All of the listing must be given again exactly, except that the images are dropped.

■ PROVIDED RECORDS:
=== Section Start ===

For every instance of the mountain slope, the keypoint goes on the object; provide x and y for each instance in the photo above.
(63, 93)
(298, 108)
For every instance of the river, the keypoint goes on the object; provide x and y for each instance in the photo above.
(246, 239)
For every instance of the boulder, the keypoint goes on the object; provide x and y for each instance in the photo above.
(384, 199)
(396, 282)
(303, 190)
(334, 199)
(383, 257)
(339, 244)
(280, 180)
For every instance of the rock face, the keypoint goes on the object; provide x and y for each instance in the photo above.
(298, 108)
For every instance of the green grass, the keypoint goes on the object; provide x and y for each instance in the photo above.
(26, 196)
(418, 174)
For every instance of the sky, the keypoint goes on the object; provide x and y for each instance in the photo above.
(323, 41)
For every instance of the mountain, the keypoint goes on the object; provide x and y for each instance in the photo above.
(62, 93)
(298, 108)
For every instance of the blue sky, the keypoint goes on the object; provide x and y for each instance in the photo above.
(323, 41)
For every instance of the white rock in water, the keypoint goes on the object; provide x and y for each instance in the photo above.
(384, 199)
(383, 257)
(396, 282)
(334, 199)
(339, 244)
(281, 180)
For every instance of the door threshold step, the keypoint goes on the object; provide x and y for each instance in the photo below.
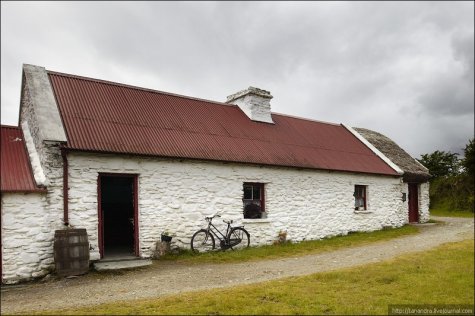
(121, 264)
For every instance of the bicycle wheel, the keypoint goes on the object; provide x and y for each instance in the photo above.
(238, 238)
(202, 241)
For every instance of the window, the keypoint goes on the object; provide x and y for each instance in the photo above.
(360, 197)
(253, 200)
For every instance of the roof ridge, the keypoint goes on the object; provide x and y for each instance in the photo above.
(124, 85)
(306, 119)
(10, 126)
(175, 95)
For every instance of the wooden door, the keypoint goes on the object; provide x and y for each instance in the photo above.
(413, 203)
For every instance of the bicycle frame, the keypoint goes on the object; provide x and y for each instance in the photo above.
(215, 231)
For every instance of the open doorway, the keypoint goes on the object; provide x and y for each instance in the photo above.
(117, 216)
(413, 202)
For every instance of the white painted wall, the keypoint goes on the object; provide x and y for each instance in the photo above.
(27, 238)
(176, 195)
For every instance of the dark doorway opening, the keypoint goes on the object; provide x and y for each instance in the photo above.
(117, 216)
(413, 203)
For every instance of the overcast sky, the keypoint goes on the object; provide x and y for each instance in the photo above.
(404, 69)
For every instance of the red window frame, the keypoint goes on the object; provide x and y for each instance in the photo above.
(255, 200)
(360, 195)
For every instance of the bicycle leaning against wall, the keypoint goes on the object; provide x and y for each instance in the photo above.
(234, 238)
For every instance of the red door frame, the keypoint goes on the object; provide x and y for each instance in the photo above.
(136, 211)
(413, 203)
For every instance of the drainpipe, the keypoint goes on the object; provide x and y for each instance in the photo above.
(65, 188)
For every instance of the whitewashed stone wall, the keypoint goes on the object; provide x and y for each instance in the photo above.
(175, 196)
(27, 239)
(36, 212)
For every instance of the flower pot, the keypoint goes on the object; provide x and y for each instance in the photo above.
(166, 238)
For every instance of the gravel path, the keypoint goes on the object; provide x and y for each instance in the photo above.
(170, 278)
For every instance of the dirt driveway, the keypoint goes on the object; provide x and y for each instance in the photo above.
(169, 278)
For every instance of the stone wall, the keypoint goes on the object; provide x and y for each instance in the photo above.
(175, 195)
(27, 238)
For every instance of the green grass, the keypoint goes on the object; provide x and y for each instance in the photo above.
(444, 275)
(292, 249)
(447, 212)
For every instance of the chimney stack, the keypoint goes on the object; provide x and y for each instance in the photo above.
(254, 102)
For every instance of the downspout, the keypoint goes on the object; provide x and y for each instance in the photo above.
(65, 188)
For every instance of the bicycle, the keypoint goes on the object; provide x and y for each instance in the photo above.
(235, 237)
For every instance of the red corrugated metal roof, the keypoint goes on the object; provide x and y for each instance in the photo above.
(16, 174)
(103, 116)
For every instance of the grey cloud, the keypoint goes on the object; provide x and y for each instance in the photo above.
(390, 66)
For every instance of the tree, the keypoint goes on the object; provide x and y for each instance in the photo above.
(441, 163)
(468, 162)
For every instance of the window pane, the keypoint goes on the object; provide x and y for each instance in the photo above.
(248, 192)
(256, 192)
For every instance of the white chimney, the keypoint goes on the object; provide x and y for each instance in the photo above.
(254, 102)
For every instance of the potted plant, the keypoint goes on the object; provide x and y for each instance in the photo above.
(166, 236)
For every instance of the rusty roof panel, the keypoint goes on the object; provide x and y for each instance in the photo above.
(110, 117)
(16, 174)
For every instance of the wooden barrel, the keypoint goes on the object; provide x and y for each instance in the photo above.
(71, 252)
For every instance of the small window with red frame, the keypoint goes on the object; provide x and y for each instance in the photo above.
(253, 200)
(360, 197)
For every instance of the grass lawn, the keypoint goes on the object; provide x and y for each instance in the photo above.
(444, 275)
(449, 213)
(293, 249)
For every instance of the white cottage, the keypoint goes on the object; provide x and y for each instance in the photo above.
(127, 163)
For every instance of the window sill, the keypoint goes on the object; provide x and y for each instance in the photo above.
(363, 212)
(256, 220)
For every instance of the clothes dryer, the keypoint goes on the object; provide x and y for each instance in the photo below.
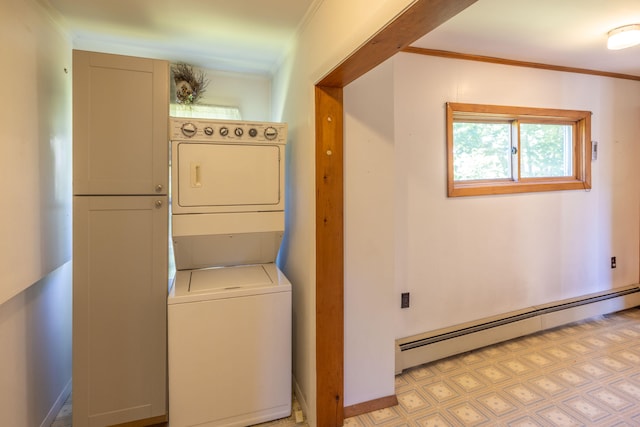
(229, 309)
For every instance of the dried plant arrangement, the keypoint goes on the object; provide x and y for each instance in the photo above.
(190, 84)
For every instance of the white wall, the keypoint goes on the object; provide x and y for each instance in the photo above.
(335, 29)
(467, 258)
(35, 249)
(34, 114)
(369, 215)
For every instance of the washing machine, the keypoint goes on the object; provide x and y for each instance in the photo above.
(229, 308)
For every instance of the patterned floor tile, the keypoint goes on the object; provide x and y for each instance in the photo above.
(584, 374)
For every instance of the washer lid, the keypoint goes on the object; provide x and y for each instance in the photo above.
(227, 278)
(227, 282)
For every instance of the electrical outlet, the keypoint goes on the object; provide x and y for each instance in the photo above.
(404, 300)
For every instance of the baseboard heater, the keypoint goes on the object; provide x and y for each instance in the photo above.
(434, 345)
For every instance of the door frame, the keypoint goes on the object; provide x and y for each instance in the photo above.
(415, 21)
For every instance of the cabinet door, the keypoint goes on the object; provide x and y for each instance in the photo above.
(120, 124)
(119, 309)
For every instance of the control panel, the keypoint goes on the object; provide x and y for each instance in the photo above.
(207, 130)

=== Section End ===

■ ANSWER TO THE EXERCISE:
For every instance of the mountain slope, the keypoint goes on the object; provide x and y for each instance in the photo above.
(63, 93)
(298, 108)
For every instance of the river, the keypoint goes on the object; provide x and y for each instance in the photo above.
(246, 239)
For every instance of the boulder, the keypoint goes on the object; provide x and y for each instance in the photo above.
(384, 199)
(396, 282)
(303, 190)
(334, 199)
(383, 257)
(339, 244)
(280, 180)
For every instance of the rock face, the keypoint goes on the object; provide x and y for each instance in the photo above.
(298, 108)
For every instance of the green grass, the keypoint goes on the object; provide x and y for each instance in the photo above.
(26, 196)
(418, 174)
For every instance of the sky, the keypoint goes on the object; provide x and y for each instance in the photo above.
(323, 41)
For every instance of the mountain, the keypoint goes on the object; provide x and y for each instance in the photo above.
(62, 93)
(298, 108)
For every instance of the blue sky, the keypoint goes on the object; provide x and y for each instance in the photo above.
(323, 41)
For every instance of the white rock in water, the keypoint goes on the object; provide x and y for each instance in the photo above.
(384, 199)
(383, 257)
(396, 282)
(334, 199)
(339, 244)
(281, 180)
For every instance of the door threshold step, the keypoint goes on the object; provide x and y for each instance in the photo below.
(121, 264)
For every instance of the bicycle wheel, the keypoint goes on the object; provide x and y for each instance in the photo above.
(238, 238)
(202, 241)
For every instance of the window, the keypoint goes on the object; provide x and y for each instance in the photo above.
(360, 197)
(253, 200)
For every instance of the roof ridge, the keypoint goes on the object; provide x and y for each instance in the photo above.
(124, 85)
(306, 119)
(10, 126)
(175, 95)
For every instance of the wooden door, the keypoint goes on the object; provide x and y for each instance in the photo above.
(413, 203)
For every instance of the bicycle frame, the keypoint goes on the object; provide x and y for each instance in the photo above.
(215, 231)
For every instance of the open doorway, the keypoint goes on the object; provide x and y for each instance in the photo above.
(117, 216)
(413, 202)
For every instance of the white painted wall, the keypoint goes on the object; provide x and y for each instance in the photo above.
(27, 238)
(176, 195)
For every instance of the dark doorway opening, the keypoint goes on the object; provide x and y for each instance in the photo above.
(117, 216)
(413, 203)
For every instance of the overcast sky, the keypoint goes on the object; provide x and y for each instance in the photo above.
(404, 69)
For every instance of the red window frame, the keypoint goes on the object; provide x and y for each instance in the photo above.
(255, 200)
(360, 195)
For every instance of the bicycle leaning against wall, the keypoint goes on the object; provide x and y for each instance in the photo above.
(234, 238)
For every instance of the red door frame, the keypoint goes on the object; provide x and y for each instance in the photo above.
(136, 211)
(413, 203)
For every instance of the drainpipe, the keypoint goes on the object; provide x and y for each instance in the photo above.
(65, 188)
For every instance of the whitewashed stone wall, the keypoint goes on the object; provide x and y for each instance in the photo above.
(175, 196)
(27, 239)
(36, 212)
For every instance of the flower pot, the keypoint goes on the object; provide x and y for each instance in the photo above.
(166, 238)
For every instance of the gravel path, the keypoint goes on the object; provide x and y for each instance in the photo above.
(170, 278)
For every instance of the dirt driveway, the keypoint goes on the object; provide x and y for each instance in the photo above.
(169, 278)
For every instance of the stone wall, the keypoint goes on the object; provide x and y for each instance in the photo above.
(175, 195)
(27, 238)
For every instance of the green grass, the keypoint goes on the object; provide x and y for each instance in the photo above.
(444, 275)
(292, 249)
(447, 212)
For every instance of the chimney stack, the keypoint goes on the object; provide x and y for each instance in the photo above.
(254, 102)
For every instance of the downspout, the keypoint goes on the object; provide x and y for each instance in the photo above.
(65, 188)
For every instance of the bicycle, the keypoint goes on the object; provide x and y for each instance in the photo above.
(235, 237)
For every instance of the red corrugated metal roof, the keypoint goes on the object; provide x and y for each instance in the photo above.
(16, 174)
(103, 116)
For every instance of the grey cloud, the keypoint goes on the object; provide x and y for each instance in the photo above.
(390, 66)
For every instance of the tree, the keypoint goes on the object; provide x and y for each instance in the photo above.
(441, 163)
(468, 162)
For every instance of the window pane, the keypoint goes on the object; provide x and y for each instance in the photo above.
(248, 192)
(256, 192)
For every instance of the white chimney, the keypoint goes on the object; provide x and y for each instance in the photo above.
(254, 102)
For every instance of the potted plant, the keypoint goes on the object; provide x and y for each instance in the photo above.
(166, 236)
For every instance of the rusty roof panel, the keypoint goes on the object; provide x and y for each instance in the photo above.
(110, 117)
(16, 174)
For every instance of the wooden barrel, the keypoint goes on the object; provide x and y for each instance in the photo above.
(71, 252)
For every instance of the small window with red frame, the keypoint goes on the object; provide x and y for each instance in the photo above.
(253, 200)
(360, 197)
For every instance of the grass lawn, the keypoint goes on the object; provide x and y for each instance in the photo above.
(444, 275)
(449, 213)
(293, 249)
For every instance of the white cottage, the keypoint goes on the object; provide x and y for each instance in the photo above.
(127, 163)
For every instance of the window sill, the keypoint goes on the object; provide x and y for each instance in the photo above.
(363, 212)
(256, 220)
For every instance of the clothes dryer, the keypoint goes on the object; provide x and y for each instance in the photo below.
(229, 309)
For every instance of the dried plant arrangement, the keypoint goes on the object; provide x and y for each instance in the photo above.
(190, 84)
For every instance of the white wall, the keypoint goes on the object; provide x and y for each instance in the photo above.
(335, 29)
(467, 258)
(35, 249)
(34, 114)
(369, 215)
For every instance of the washing machine, the keypoint goes on the object; provide x and y for each instance in the photo above.
(229, 308)
For every instance of the patterned floor tile, the keypoint goes on the object; provide x and y for each instance in the photo above.
(584, 374)
For every instance of the washer lid, the keypoint goes on the object; provide x and y for each instance in the photo above.
(227, 278)
(227, 282)
For every instance of the electrical outlet, the keypoint goes on the object; provide x and y for each instance in the photo above.
(404, 300)
For every instance of the baseboard heater, the keypoint goes on the object; provide x and y for each instance in the photo above.
(434, 345)
For every instance of the door frame, the keypoint goes on the object; provide x and y for each instance in the photo above.
(415, 21)
For every instance of the cabinet door, the keypoint goes on the object; provide x and y for each instance in the photo above.
(120, 124)
(119, 309)
For every instance of the control panel, the keypoint goes on the object; provide x and y for each instance in the photo above.
(207, 130)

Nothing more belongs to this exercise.